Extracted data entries
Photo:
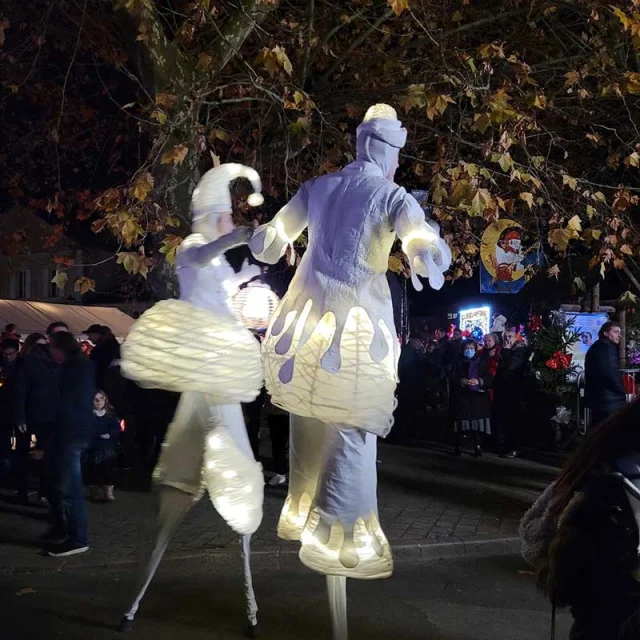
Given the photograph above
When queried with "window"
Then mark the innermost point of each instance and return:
(21, 284)
(52, 287)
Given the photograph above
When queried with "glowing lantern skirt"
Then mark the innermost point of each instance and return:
(178, 347)
(254, 305)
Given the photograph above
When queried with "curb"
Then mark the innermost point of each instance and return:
(280, 557)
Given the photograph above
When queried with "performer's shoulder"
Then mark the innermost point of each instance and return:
(193, 240)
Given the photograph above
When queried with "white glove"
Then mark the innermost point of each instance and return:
(249, 271)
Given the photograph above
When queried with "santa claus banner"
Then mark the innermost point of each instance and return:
(504, 261)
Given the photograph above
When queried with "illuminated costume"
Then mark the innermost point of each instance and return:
(196, 346)
(330, 353)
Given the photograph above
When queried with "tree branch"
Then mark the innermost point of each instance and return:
(237, 29)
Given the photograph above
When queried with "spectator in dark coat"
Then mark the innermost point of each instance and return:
(604, 390)
(470, 382)
(508, 390)
(10, 349)
(73, 433)
(35, 397)
(105, 352)
(410, 391)
(103, 450)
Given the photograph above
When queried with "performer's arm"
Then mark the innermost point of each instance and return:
(201, 255)
(270, 241)
(429, 256)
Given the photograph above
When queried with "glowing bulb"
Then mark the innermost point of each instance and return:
(380, 111)
(255, 200)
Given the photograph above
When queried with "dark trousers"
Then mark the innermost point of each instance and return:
(253, 412)
(43, 432)
(598, 416)
(279, 433)
(101, 473)
(67, 504)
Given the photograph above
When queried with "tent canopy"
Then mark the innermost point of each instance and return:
(32, 317)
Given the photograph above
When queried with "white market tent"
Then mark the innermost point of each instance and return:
(32, 317)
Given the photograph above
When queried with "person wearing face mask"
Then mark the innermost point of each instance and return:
(470, 381)
(35, 394)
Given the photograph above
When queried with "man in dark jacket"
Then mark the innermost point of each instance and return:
(9, 350)
(105, 352)
(604, 390)
(35, 401)
(508, 390)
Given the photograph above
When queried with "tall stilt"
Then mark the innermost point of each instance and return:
(337, 593)
(174, 505)
(250, 596)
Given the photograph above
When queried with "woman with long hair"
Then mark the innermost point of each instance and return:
(583, 533)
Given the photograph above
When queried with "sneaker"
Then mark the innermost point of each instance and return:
(54, 536)
(67, 548)
(277, 480)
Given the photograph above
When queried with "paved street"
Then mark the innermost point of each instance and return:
(463, 599)
(431, 504)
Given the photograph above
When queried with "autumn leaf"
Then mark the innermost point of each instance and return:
(142, 186)
(60, 279)
(170, 246)
(528, 198)
(559, 238)
(575, 224)
(481, 121)
(437, 104)
(398, 6)
(176, 155)
(416, 97)
(159, 116)
(481, 201)
(570, 182)
(133, 263)
(571, 78)
(83, 285)
(633, 160)
(274, 59)
(506, 162)
(166, 100)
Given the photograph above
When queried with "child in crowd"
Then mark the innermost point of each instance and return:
(102, 452)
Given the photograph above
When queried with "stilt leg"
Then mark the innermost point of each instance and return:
(337, 593)
(174, 505)
(250, 596)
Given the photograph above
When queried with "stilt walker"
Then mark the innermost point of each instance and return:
(330, 354)
(196, 346)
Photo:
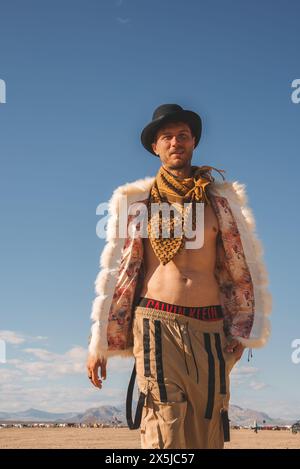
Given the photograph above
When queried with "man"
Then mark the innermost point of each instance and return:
(186, 313)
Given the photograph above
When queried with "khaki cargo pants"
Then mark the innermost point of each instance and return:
(183, 370)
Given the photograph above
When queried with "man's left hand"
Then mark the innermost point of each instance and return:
(234, 346)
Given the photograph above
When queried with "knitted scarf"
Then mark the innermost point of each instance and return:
(173, 190)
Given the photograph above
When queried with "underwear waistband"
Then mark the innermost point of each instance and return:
(204, 313)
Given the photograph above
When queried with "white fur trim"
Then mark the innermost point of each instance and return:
(236, 195)
(110, 258)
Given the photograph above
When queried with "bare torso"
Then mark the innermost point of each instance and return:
(189, 278)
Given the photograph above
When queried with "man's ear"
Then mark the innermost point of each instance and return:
(154, 147)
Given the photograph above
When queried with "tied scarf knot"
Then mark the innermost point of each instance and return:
(169, 188)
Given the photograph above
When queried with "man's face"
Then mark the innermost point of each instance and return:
(174, 144)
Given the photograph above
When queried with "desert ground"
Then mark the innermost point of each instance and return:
(121, 438)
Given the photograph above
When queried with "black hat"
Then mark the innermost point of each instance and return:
(170, 113)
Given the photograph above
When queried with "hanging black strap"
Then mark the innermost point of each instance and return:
(133, 425)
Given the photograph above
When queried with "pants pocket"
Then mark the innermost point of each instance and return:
(163, 424)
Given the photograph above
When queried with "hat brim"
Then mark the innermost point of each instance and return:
(190, 117)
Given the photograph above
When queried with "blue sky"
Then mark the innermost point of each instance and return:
(82, 79)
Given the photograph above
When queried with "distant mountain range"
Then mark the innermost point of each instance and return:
(108, 414)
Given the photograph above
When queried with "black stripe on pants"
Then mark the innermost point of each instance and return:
(211, 378)
(146, 344)
(159, 362)
(221, 363)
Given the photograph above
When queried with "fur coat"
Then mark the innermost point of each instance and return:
(239, 270)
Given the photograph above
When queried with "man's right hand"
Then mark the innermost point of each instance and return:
(93, 365)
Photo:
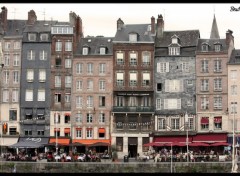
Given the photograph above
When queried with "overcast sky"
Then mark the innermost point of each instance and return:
(101, 18)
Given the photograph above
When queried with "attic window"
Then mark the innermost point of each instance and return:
(205, 47)
(133, 37)
(85, 51)
(102, 50)
(217, 47)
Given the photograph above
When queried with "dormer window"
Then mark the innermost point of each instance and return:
(85, 50)
(133, 37)
(102, 50)
(32, 37)
(205, 47)
(217, 47)
(174, 47)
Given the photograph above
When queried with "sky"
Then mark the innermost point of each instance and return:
(101, 18)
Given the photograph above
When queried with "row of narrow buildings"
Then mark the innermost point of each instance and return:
(143, 85)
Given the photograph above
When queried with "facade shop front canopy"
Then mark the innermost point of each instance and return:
(92, 142)
(210, 138)
(30, 142)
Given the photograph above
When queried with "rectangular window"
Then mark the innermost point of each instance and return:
(57, 98)
(16, 45)
(90, 68)
(133, 79)
(68, 46)
(79, 102)
(58, 46)
(89, 118)
(57, 81)
(16, 60)
(43, 55)
(146, 58)
(102, 68)
(5, 95)
(162, 67)
(15, 94)
(101, 118)
(204, 66)
(79, 118)
(79, 68)
(16, 77)
(89, 133)
(218, 84)
(175, 124)
(102, 85)
(68, 81)
(146, 79)
(67, 98)
(161, 124)
(89, 101)
(41, 95)
(44, 37)
(120, 79)
(79, 85)
(30, 75)
(32, 37)
(13, 115)
(31, 55)
(217, 65)
(68, 63)
(204, 85)
(133, 59)
(102, 101)
(42, 75)
(120, 59)
(204, 103)
(29, 95)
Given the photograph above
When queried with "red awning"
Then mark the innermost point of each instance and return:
(217, 119)
(171, 139)
(210, 138)
(204, 120)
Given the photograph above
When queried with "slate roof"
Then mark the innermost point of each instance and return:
(235, 57)
(141, 29)
(15, 27)
(95, 44)
(211, 43)
(187, 38)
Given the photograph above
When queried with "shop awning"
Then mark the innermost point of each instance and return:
(61, 141)
(171, 139)
(210, 138)
(66, 130)
(204, 120)
(91, 141)
(28, 142)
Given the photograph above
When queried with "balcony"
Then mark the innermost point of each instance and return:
(133, 109)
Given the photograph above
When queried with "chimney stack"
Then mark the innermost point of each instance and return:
(160, 26)
(120, 24)
(32, 18)
(153, 25)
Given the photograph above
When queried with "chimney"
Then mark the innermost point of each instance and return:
(160, 26)
(3, 18)
(229, 37)
(32, 18)
(120, 24)
(153, 25)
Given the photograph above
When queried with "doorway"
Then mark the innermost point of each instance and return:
(132, 150)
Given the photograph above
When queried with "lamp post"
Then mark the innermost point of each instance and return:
(186, 124)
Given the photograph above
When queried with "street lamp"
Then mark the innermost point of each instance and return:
(186, 124)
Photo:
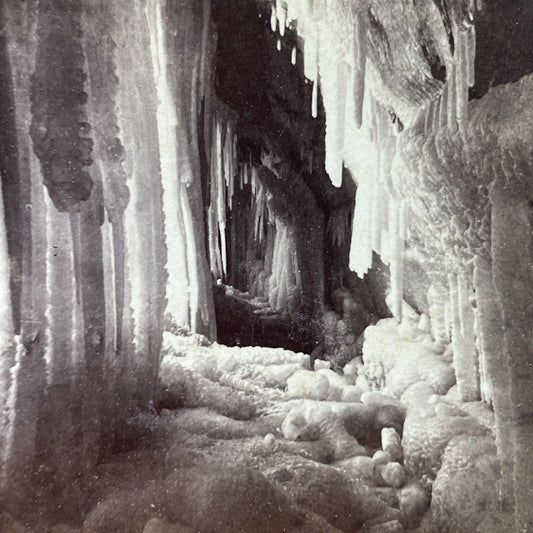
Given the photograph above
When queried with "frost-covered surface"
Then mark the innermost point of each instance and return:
(251, 439)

EXERCISE PROMPT
Pull out every line of the records that includes the string "scarf".

SOLVED PROBLEM
When queried with "knitted scarf"
When queried with "tied scarf knot"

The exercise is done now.